Revise the items below by changing "wooden beam" to "timber beam" and keeping everything else the same. Leave the pictures out of your answer.

*Data lines:*
• • • • • • •
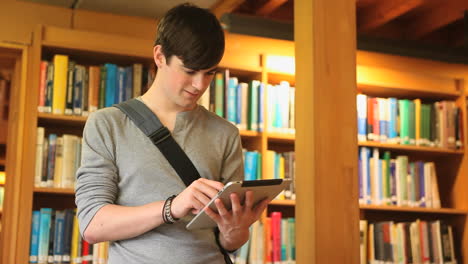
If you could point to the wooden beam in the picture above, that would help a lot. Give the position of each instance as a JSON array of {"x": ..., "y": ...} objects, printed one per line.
[
  {"x": 440, "y": 15},
  {"x": 225, "y": 6},
  {"x": 269, "y": 6},
  {"x": 384, "y": 11},
  {"x": 327, "y": 210},
  {"x": 363, "y": 3}
]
• • • • • • •
*Task answer:*
If you could point to the timber beam in the picture above, that would help a lot. Give the position of each instance as a JSON array of {"x": ..., "y": ...} objects, printed one per line.
[
  {"x": 440, "y": 15},
  {"x": 225, "y": 6},
  {"x": 269, "y": 6},
  {"x": 384, "y": 11},
  {"x": 327, "y": 210},
  {"x": 363, "y": 3}
]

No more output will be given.